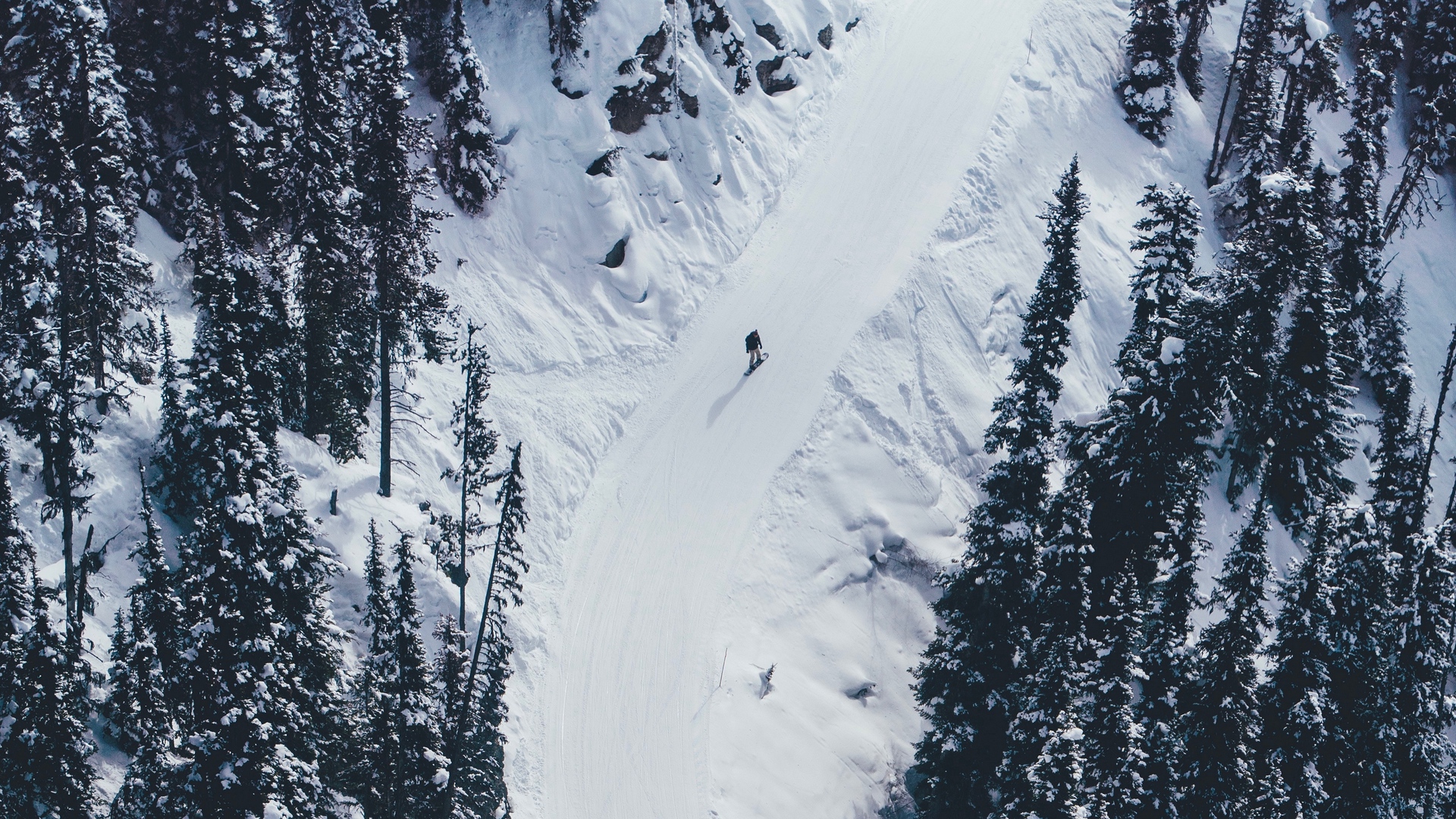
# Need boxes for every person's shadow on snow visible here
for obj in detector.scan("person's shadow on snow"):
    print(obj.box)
[708,376,748,428]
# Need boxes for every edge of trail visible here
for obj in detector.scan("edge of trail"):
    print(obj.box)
[538,0,1041,819]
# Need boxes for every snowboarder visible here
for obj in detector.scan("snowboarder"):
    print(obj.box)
[742,329,769,376]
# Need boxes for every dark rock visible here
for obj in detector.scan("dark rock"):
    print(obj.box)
[753,24,783,51]
[757,54,799,96]
[587,147,622,177]
[677,89,698,120]
[687,0,753,93]
[551,77,587,99]
[607,24,675,134]
[601,236,628,267]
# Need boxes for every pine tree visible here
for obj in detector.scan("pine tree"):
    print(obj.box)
[103,471,187,754]
[1279,6,1347,165]
[1334,0,1405,318]
[1385,0,1456,239]
[0,438,35,805]
[1073,185,1222,606]
[1263,162,1354,523]
[1176,0,1223,101]
[128,227,342,819]
[1320,507,1402,816]
[359,525,450,819]
[282,0,374,460]
[1179,498,1271,819]
[353,520,399,816]
[1119,0,1178,143]
[6,0,152,414]
[1206,0,1285,184]
[1410,0,1456,168]
[1391,522,1456,816]
[356,0,447,497]
[5,0,150,644]
[190,0,299,440]
[916,158,1086,816]
[1084,573,1149,819]
[546,0,597,99]
[152,313,202,522]
[435,324,500,635]
[451,443,532,817]
[996,472,1090,819]
[431,0,500,214]
[389,535,450,817]
[193,0,297,242]
[0,90,46,405]
[0,566,96,819]
[1257,509,1338,819]
[434,615,510,819]
[1366,280,1431,544]
[1219,151,1350,504]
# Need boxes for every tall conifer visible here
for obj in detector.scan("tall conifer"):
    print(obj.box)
[1119,0,1178,143]
[916,158,1087,816]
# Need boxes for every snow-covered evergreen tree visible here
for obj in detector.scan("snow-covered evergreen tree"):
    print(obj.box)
[1067,185,1222,816]
[1083,573,1141,819]
[429,0,500,214]
[345,519,397,816]
[1119,0,1178,143]
[282,0,374,460]
[996,472,1090,819]
[1391,520,1456,816]
[1385,0,1456,237]
[128,220,350,819]
[1279,11,1347,165]
[1257,166,1354,523]
[434,615,510,819]
[0,90,46,399]
[450,443,532,819]
[103,474,185,754]
[1207,0,1285,185]
[1219,149,1350,504]
[355,0,447,495]
[0,438,35,805]
[0,566,96,819]
[152,313,201,522]
[1320,507,1402,816]
[1334,0,1407,318]
[1178,498,1272,819]
[916,160,1087,816]
[359,525,450,819]
[5,0,150,641]
[1175,0,1223,101]
[1364,280,1431,544]
[546,0,597,99]
[435,324,500,632]
[193,0,297,242]
[1255,509,1338,819]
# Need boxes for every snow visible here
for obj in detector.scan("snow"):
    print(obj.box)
[20,0,1456,819]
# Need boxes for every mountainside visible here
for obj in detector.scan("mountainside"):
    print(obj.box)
[8,0,1456,819]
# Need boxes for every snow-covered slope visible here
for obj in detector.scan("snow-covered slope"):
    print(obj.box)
[25,0,1456,819]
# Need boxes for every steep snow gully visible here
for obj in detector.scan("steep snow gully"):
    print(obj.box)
[541,0,1041,819]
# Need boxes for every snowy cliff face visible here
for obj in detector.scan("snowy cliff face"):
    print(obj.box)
[14,0,1456,819]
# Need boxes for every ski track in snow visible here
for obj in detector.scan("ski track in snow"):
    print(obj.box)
[541,0,1040,819]
[31,0,1456,819]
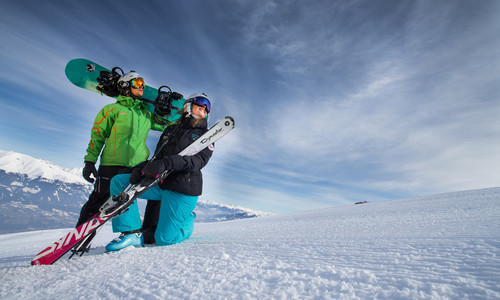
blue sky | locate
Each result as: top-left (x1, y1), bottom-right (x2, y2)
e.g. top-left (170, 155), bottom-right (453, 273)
top-left (0, 0), bottom-right (500, 213)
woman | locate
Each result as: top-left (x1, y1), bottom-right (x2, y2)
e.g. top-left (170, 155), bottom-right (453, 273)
top-left (106, 94), bottom-right (214, 252)
top-left (76, 71), bottom-right (170, 227)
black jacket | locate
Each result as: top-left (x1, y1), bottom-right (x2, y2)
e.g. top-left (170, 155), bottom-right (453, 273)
top-left (155, 117), bottom-right (214, 196)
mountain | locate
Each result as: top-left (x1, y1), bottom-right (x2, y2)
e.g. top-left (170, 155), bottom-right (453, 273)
top-left (0, 188), bottom-right (500, 300)
top-left (0, 150), bottom-right (267, 234)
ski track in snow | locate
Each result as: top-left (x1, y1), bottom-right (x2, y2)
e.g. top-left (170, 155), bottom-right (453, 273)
top-left (0, 188), bottom-right (500, 299)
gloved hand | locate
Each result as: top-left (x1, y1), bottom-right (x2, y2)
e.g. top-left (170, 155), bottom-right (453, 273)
top-left (82, 161), bottom-right (98, 183)
top-left (171, 92), bottom-right (184, 100)
top-left (142, 159), bottom-right (165, 180)
top-left (130, 160), bottom-right (148, 184)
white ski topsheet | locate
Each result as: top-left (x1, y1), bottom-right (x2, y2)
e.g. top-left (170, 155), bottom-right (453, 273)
top-left (0, 188), bottom-right (500, 299)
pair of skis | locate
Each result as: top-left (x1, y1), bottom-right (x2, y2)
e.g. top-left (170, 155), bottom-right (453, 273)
top-left (31, 117), bottom-right (234, 265)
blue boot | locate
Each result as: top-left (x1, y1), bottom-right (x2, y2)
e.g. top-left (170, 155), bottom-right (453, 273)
top-left (106, 233), bottom-right (144, 252)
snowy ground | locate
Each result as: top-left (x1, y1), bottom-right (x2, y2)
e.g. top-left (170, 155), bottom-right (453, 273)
top-left (0, 188), bottom-right (500, 299)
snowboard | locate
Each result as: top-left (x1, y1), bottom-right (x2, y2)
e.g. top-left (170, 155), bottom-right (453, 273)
top-left (65, 58), bottom-right (185, 122)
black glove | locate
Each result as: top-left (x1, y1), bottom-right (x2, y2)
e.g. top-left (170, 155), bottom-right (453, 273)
top-left (130, 160), bottom-right (148, 184)
top-left (82, 161), bottom-right (98, 183)
top-left (142, 159), bottom-right (165, 179)
top-left (171, 92), bottom-right (184, 100)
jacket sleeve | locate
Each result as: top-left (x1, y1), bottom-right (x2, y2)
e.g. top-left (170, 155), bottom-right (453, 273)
top-left (164, 144), bottom-right (215, 172)
top-left (84, 106), bottom-right (116, 163)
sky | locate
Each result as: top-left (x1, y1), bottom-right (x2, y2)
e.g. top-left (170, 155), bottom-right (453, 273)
top-left (0, 0), bottom-right (500, 213)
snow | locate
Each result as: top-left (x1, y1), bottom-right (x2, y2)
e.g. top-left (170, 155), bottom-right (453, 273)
top-left (0, 150), bottom-right (88, 185)
top-left (0, 188), bottom-right (500, 299)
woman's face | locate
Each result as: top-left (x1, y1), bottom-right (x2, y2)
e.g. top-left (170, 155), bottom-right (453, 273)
top-left (191, 103), bottom-right (207, 119)
top-left (130, 86), bottom-right (144, 98)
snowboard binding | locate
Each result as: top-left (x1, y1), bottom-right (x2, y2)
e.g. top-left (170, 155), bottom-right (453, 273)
top-left (97, 67), bottom-right (125, 97)
top-left (154, 85), bottom-right (172, 117)
top-left (154, 85), bottom-right (182, 125)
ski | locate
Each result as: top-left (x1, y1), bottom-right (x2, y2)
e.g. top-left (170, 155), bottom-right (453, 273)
top-left (31, 117), bottom-right (234, 265)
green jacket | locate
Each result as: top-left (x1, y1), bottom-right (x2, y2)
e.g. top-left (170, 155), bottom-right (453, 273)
top-left (85, 96), bottom-right (165, 167)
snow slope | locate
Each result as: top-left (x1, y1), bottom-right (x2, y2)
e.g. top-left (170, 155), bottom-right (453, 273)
top-left (0, 188), bottom-right (500, 299)
top-left (0, 150), bottom-right (88, 184)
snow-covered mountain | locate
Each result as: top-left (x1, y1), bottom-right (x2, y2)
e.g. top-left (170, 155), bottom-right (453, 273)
top-left (0, 150), bottom-right (267, 234)
top-left (0, 188), bottom-right (500, 300)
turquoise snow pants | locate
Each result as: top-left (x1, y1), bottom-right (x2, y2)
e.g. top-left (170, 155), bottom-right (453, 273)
top-left (110, 174), bottom-right (198, 246)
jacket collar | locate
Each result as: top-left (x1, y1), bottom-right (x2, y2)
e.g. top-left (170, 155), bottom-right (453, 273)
top-left (116, 95), bottom-right (147, 108)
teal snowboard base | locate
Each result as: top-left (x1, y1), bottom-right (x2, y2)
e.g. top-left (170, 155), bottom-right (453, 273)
top-left (65, 58), bottom-right (185, 122)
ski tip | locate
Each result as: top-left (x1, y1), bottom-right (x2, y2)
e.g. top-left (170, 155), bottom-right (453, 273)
top-left (224, 116), bottom-right (234, 128)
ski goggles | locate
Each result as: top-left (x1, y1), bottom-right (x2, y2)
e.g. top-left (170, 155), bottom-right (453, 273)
top-left (130, 77), bottom-right (145, 89)
top-left (190, 97), bottom-right (210, 113)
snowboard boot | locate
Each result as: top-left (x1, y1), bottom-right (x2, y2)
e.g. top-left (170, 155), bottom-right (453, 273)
top-left (106, 232), bottom-right (144, 253)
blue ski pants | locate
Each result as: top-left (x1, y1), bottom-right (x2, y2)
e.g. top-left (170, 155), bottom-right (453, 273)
top-left (110, 174), bottom-right (198, 246)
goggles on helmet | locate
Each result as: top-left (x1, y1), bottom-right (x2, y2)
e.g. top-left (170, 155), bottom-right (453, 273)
top-left (190, 97), bottom-right (210, 113)
top-left (130, 77), bottom-right (144, 89)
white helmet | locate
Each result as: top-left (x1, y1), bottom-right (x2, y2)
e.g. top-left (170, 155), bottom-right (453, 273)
top-left (184, 93), bottom-right (212, 114)
top-left (117, 71), bottom-right (142, 95)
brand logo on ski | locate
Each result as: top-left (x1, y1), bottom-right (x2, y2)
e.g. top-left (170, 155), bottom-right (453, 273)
top-left (200, 128), bottom-right (222, 144)
top-left (31, 117), bottom-right (234, 265)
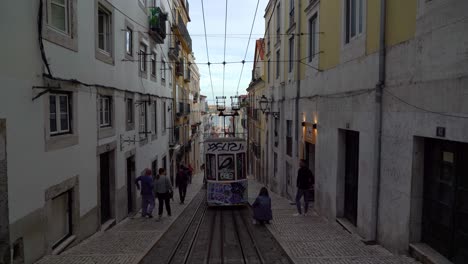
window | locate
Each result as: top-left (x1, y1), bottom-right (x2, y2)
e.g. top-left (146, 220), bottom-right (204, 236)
top-left (151, 52), bottom-right (156, 77)
top-left (267, 60), bottom-right (270, 82)
top-left (47, 0), bottom-right (70, 35)
top-left (286, 120), bottom-right (292, 157)
top-left (98, 6), bottom-right (112, 55)
top-left (266, 20), bottom-right (270, 53)
top-left (139, 103), bottom-right (148, 138)
top-left (151, 100), bottom-right (158, 136)
top-left (345, 0), bottom-right (364, 43)
top-left (139, 43), bottom-right (147, 73)
top-left (161, 60), bottom-right (166, 81)
top-left (161, 102), bottom-right (167, 133)
top-left (289, 37), bottom-right (294, 72)
top-left (276, 4), bottom-right (281, 43)
top-left (289, 0), bottom-right (294, 26)
top-left (276, 50), bottom-right (281, 79)
top-left (170, 64), bottom-right (172, 88)
top-left (309, 14), bottom-right (318, 62)
top-left (99, 96), bottom-right (112, 127)
top-left (49, 94), bottom-right (71, 135)
top-left (125, 27), bottom-right (133, 56)
top-left (127, 98), bottom-right (134, 124)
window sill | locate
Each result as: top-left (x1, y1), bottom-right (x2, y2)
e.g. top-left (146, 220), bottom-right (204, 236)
top-left (96, 48), bottom-right (114, 65)
top-left (45, 134), bottom-right (78, 152)
top-left (43, 25), bottom-right (78, 52)
top-left (98, 126), bottom-right (115, 139)
top-left (125, 122), bottom-right (135, 131)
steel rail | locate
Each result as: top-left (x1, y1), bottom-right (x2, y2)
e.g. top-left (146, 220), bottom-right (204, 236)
top-left (205, 210), bottom-right (218, 264)
top-left (240, 208), bottom-right (266, 264)
top-left (166, 196), bottom-right (206, 263)
top-left (231, 210), bottom-right (248, 264)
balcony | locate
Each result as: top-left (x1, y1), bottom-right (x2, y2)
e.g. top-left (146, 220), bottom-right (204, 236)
top-left (167, 44), bottom-right (180, 61)
top-left (149, 7), bottom-right (167, 44)
top-left (176, 14), bottom-right (192, 52)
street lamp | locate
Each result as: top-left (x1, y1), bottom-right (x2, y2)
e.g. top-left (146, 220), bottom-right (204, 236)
top-left (258, 95), bottom-right (279, 119)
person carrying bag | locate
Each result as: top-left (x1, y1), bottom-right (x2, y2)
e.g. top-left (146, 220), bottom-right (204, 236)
top-left (154, 168), bottom-right (174, 220)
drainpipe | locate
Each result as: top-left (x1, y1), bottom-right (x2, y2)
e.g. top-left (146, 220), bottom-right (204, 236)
top-left (372, 0), bottom-right (387, 241)
top-left (292, 0), bottom-right (302, 164)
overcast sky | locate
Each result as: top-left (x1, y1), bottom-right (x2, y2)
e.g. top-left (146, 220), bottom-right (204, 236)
top-left (188, 0), bottom-right (268, 106)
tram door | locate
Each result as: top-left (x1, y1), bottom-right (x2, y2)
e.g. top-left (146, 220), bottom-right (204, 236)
top-left (422, 139), bottom-right (468, 264)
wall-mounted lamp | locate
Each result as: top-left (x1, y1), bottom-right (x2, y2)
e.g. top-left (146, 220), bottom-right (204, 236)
top-left (258, 95), bottom-right (279, 118)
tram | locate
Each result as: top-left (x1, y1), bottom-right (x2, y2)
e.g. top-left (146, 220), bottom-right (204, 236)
top-left (204, 137), bottom-right (248, 206)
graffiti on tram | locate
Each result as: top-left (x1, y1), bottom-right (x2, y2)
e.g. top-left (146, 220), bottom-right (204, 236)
top-left (207, 180), bottom-right (248, 205)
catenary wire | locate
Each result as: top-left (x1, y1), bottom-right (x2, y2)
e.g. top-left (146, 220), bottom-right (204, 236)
top-left (201, 0), bottom-right (215, 99)
top-left (236, 0), bottom-right (260, 96)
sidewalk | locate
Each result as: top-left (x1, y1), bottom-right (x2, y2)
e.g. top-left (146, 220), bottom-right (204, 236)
top-left (36, 174), bottom-right (203, 264)
top-left (249, 179), bottom-right (418, 264)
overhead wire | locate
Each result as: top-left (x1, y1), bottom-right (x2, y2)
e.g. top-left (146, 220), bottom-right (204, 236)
top-left (236, 0), bottom-right (260, 96)
top-left (223, 0), bottom-right (228, 96)
top-left (201, 0), bottom-right (215, 99)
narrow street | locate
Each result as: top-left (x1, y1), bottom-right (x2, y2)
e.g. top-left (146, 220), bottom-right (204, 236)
top-left (37, 175), bottom-right (417, 264)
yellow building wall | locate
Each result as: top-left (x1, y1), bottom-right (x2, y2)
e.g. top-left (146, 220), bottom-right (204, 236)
top-left (366, 0), bottom-right (417, 54)
top-left (319, 0), bottom-right (342, 70)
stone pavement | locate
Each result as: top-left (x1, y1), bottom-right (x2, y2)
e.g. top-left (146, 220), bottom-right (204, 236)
top-left (249, 179), bottom-right (418, 264)
top-left (36, 174), bottom-right (203, 264)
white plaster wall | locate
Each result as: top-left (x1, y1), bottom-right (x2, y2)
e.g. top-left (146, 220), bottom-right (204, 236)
top-left (379, 0), bottom-right (468, 252)
top-left (0, 0), bottom-right (172, 222)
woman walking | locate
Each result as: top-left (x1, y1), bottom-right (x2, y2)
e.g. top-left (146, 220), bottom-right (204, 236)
top-left (154, 168), bottom-right (172, 220)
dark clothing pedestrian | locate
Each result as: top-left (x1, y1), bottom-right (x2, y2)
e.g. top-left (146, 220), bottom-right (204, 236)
top-left (176, 169), bottom-right (188, 203)
top-left (135, 174), bottom-right (154, 217)
top-left (296, 165), bottom-right (314, 215)
top-left (154, 175), bottom-right (172, 218)
top-left (252, 195), bottom-right (273, 224)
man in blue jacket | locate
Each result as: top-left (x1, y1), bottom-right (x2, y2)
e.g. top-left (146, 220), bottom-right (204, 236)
top-left (135, 169), bottom-right (154, 218)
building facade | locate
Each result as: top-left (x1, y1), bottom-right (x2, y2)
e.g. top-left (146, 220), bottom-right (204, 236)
top-left (0, 0), bottom-right (199, 263)
top-left (265, 0), bottom-right (468, 263)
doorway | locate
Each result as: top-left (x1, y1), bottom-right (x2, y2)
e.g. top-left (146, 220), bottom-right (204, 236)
top-left (344, 130), bottom-right (359, 225)
top-left (127, 156), bottom-right (135, 214)
top-left (421, 139), bottom-right (468, 264)
top-left (99, 152), bottom-right (113, 224)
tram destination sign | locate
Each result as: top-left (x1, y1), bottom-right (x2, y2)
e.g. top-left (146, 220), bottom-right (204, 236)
top-left (205, 141), bottom-right (246, 153)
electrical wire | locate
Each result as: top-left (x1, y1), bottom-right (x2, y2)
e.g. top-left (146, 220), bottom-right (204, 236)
top-left (223, 0), bottom-right (228, 96)
top-left (236, 0), bottom-right (260, 96)
top-left (201, 0), bottom-right (215, 99)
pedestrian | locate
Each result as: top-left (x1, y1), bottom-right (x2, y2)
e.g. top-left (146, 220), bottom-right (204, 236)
top-left (135, 169), bottom-right (154, 218)
top-left (294, 159), bottom-right (314, 216)
top-left (252, 187), bottom-right (273, 225)
top-left (188, 163), bottom-right (193, 184)
top-left (176, 165), bottom-right (188, 204)
top-left (154, 168), bottom-right (173, 220)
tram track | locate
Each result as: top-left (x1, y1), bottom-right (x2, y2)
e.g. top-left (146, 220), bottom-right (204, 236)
top-left (141, 189), bottom-right (293, 264)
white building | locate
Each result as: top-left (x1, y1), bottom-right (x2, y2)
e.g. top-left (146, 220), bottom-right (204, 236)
top-left (0, 0), bottom-right (173, 263)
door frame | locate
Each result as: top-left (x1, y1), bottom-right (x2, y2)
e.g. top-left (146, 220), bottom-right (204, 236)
top-left (96, 141), bottom-right (117, 226)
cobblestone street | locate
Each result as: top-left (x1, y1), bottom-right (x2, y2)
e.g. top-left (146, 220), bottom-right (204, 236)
top-left (36, 174), bottom-right (203, 264)
top-left (37, 175), bottom-right (424, 264)
top-left (249, 180), bottom-right (418, 264)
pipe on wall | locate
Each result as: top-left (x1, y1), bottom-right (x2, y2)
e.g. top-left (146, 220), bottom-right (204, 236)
top-left (372, 0), bottom-right (387, 241)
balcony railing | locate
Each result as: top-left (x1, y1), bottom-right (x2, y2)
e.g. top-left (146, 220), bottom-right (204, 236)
top-left (177, 14), bottom-right (192, 51)
top-left (149, 7), bottom-right (167, 44)
top-left (168, 44), bottom-right (180, 61)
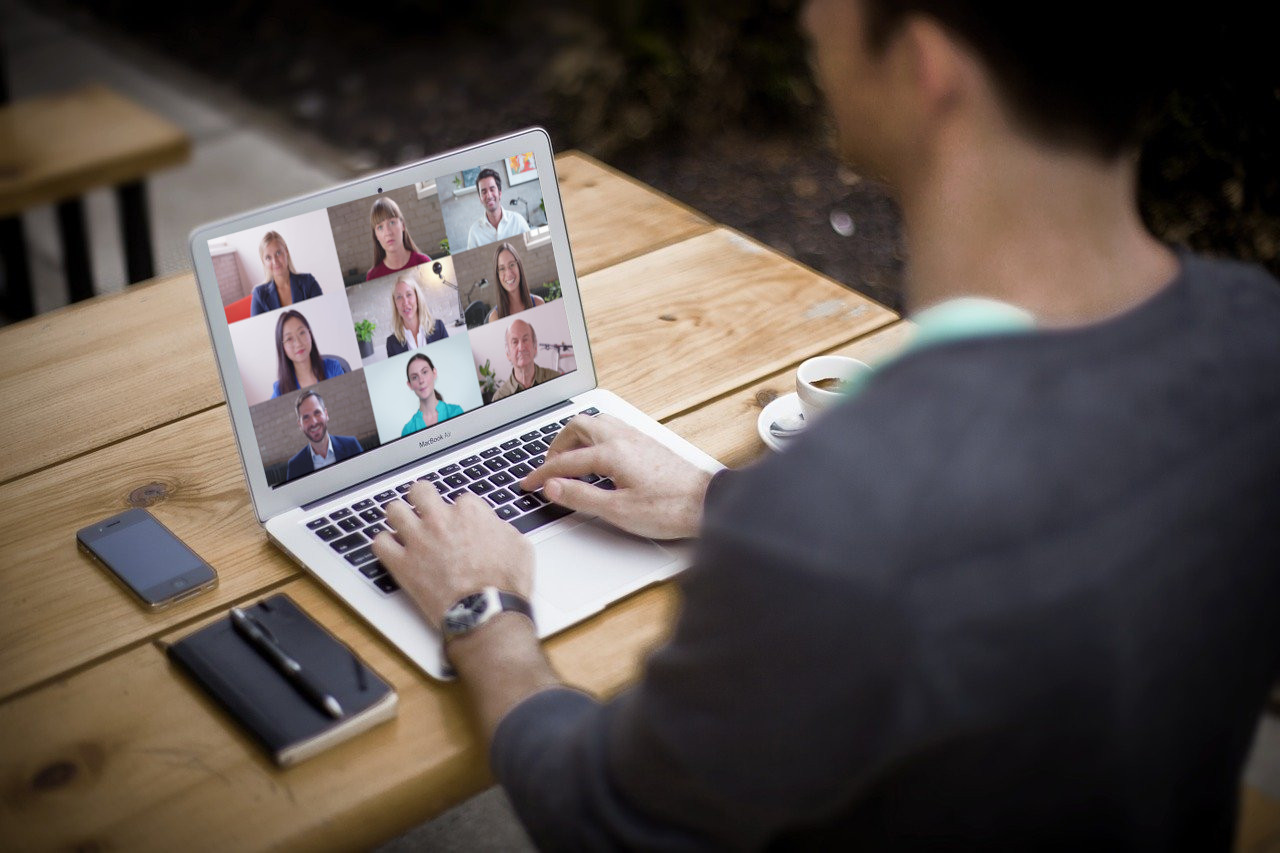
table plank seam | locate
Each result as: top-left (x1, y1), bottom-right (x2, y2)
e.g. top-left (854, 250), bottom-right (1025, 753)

# Written instruction
Retype, without changes, the part of the material above that opens with the line containing "person carrying bag | locate" and closes with the line containing "top-left (292, 0), bottom-right (302, 164)", including both of those lines.

# Full answer
person carrying bag | locate
Each result as: top-left (x1, y1), bottom-right (x2, y2)
e.g. top-left (146, 220), bottom-right (204, 236)
top-left (154, 168), bottom-right (174, 220)
drainpipe | locate
Each result as: top-left (x1, y1), bottom-right (x2, y2)
e.g. top-left (146, 220), bottom-right (204, 236)
top-left (372, 0), bottom-right (387, 241)
top-left (292, 0), bottom-right (302, 164)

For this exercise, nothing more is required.